* **ESTRATTO DEL DOCUMENTO**
━━━━━━━━━━━━━━━━━━━━

Come danzatori e artisti che utilizzano il corpo come primo e principale supporto del loro lavoro, vogliamo interrogarci in questo momento storico su come siano cambiati e stiano cambiando i corpi stessi rispetto agli input del consumismo e della “vetrinizzazione” progressiva della nostra società, ovvero l’esposizione e la spettacolarizzazione costante degli individui (questo concetto è esplorato dal sociologo Vanni Codeluppi nel suo saggio del 2007 “La vetrinizzazione sociale”). Queste considerazioni ci spingono a domandarci quale sarà il destino dell’umano in uno scenario che si presenta sempre più permeato dall’intelligenza artificiale, dal controllo sottile dei corpi e dei desideri? Come cambia il modo stesso di rappresentarci? Possiamo concederci il lusso di essere “ingenui”?

Il corpo del danzatore è per antonomasia un corpo performativo, immerso totalmente nella sua materialità e devoto ad essa nella misura in cui costituisce una via di conoscenza verso l’umano stesso. Come interagisce il danzatore contemporaneo rispetto all’alienazione del mondo digitale? Il recente vissuto della pandemia globale ha accelerato alcuni processi in atto, come la progressiva digitalizzazione delle relazioni (acquisto, consumo, comunicazione, apprendimento), mettendo in crisi le tradizionale separazione tra spazio pubblico e privato. Le lezioni di danza effettuate tramite la piattaforma “Zoom” ad esempio hanno reso possibile eventi impensabili prima: come tutto questo impatta sul nostro modo di sentire, percepire, narrarci ed esperire?

━━━━━━━━━━━━━━━━━━━━

* **ESTRATTI DEI DATI**

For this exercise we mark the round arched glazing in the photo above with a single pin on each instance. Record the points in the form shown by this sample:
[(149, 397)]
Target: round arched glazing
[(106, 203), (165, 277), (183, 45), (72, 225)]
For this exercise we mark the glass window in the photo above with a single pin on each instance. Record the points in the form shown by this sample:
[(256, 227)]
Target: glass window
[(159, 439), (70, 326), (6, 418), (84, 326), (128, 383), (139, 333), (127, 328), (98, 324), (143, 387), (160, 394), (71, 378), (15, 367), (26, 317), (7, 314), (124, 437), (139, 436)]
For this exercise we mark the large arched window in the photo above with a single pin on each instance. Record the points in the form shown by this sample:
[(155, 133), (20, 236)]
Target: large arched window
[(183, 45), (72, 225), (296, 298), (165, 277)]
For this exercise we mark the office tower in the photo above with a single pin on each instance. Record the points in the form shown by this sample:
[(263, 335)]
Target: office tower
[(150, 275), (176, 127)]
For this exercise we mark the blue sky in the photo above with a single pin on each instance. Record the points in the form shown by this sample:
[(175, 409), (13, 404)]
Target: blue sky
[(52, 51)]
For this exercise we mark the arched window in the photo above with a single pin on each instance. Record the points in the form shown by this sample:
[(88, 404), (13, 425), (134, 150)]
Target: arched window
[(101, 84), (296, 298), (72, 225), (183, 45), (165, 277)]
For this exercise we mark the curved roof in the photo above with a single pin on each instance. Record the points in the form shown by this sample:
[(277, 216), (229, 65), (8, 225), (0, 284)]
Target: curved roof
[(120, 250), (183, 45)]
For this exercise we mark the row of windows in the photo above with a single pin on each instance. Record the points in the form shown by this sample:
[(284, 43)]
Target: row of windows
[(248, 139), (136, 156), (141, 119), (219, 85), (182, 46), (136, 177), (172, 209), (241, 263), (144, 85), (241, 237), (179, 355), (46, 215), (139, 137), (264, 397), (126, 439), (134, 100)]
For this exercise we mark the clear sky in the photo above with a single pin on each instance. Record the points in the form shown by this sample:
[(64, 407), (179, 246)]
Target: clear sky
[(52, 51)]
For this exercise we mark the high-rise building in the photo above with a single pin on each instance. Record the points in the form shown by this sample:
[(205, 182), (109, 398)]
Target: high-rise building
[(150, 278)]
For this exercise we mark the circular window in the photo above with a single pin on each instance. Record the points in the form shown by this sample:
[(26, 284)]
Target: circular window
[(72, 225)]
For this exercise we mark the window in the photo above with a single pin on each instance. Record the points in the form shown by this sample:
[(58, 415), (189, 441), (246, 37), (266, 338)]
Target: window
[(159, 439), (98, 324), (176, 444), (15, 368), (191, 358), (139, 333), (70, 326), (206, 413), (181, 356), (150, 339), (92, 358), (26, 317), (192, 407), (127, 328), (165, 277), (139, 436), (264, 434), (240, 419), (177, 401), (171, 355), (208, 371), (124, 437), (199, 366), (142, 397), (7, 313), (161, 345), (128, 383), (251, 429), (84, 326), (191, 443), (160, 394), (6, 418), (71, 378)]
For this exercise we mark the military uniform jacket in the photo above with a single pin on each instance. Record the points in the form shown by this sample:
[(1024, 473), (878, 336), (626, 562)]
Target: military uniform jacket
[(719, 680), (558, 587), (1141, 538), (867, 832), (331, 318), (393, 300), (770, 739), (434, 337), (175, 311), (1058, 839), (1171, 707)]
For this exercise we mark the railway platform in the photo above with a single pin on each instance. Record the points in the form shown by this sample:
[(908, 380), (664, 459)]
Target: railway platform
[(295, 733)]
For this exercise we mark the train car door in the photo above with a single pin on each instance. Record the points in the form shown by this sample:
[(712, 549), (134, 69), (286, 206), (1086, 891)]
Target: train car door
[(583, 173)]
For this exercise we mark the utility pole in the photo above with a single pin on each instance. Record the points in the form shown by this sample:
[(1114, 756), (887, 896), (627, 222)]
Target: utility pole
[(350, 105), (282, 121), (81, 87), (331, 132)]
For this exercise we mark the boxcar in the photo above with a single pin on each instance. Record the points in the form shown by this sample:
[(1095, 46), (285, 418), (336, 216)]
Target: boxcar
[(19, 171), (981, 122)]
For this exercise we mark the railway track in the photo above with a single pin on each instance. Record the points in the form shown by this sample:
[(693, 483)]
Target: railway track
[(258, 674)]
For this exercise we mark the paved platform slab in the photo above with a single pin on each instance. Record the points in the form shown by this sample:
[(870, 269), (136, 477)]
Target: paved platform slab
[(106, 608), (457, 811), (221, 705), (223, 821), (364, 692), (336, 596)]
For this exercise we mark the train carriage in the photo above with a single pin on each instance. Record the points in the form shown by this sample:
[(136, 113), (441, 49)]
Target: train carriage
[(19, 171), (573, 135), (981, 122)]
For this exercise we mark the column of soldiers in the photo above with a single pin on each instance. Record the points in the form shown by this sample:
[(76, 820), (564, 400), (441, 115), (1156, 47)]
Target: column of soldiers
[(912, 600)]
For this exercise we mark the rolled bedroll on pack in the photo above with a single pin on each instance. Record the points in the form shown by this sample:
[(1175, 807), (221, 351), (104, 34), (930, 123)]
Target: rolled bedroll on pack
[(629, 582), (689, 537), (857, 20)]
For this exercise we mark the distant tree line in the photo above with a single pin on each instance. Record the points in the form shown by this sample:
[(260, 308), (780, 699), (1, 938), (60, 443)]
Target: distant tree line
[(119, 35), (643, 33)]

━━━━━━━━━━━━━━━━━━━━

* **ESERCIZIO**
Per favore, prosegui il testo sul corpo del danzatore e la società digitale a partire dall'ultima frase riportata.

* **RISPOSTA**
Metodologia

“Materiale Umano” nasce da una ricerca di Alessandra Fumai, parte del Collettivo di danzateatro CIFRA. Durante i primi mesi di lock down della scorsa primavera, il Collettivo ha deciso di utilizzare la seguente suggestione teorica come input di studio e ricerca per una futura creazione e ha iniziato a sperimentare alcuni esercizi compositivi per approcciare al tema, provando a utilizzare la situazione paradossale di distanza e il rapporto con lo schermo in modo creativo e critico: “Materiale umano” è diventato uno spunto per lavorare nel e sul presente, nelle date condizioni di esistenza. L’idea iniziale era appunto quella di “riflettere attivamente” sugli argomenti trattati con i propri corpi attraverso la realizzazione di video e scritti da parte dei danzatori e attori.

Come si traduce, come si racconta e come si lavora con il corpo su concetti come capitalismo, coercizione, alienazione, esposizione, controllo, consumo, schermo, sguardo?

Il gruppo, data la densità delle tematiche e la volontà di approfondire, ha deciso di dedicare al lavoro una residenza di una settimana a Lucca, presso lo spazio “Fuoricentro”, dove si è cercato di far risuonare questi temi nei corpi stessi, attraverso esercizi di composizione e creazione, letture e visione di documentari sull’argomento. Alessandra Fumai e Francesco Zanlungo hanno curato la parte teorica e autoriale della prima settimana di residenza mentre i colleghi hanno curato la creazione e l’interpretazione di sequenze danzate, assoli, scritture e ricerca testi. Le giornate sono state organizzate in modo da dedicare le mattine ai training e i pomeriggi alla creazione. Il “materiale grezzo” scaturito dalle prove è stato combinato in una performance di venti minuti eseguita nello spazio di Villa Guinigi. 

“Materiale umano” è un lavoro in corso d’opera, sia a livello compositivo che metodologico: l’obiettivo finale è quello di creare un  repertorio che si possa organizzare sia in uno spettacolo da presentare in teatro che in performance adattabili a contesti urbani, site specific, spazi aperti.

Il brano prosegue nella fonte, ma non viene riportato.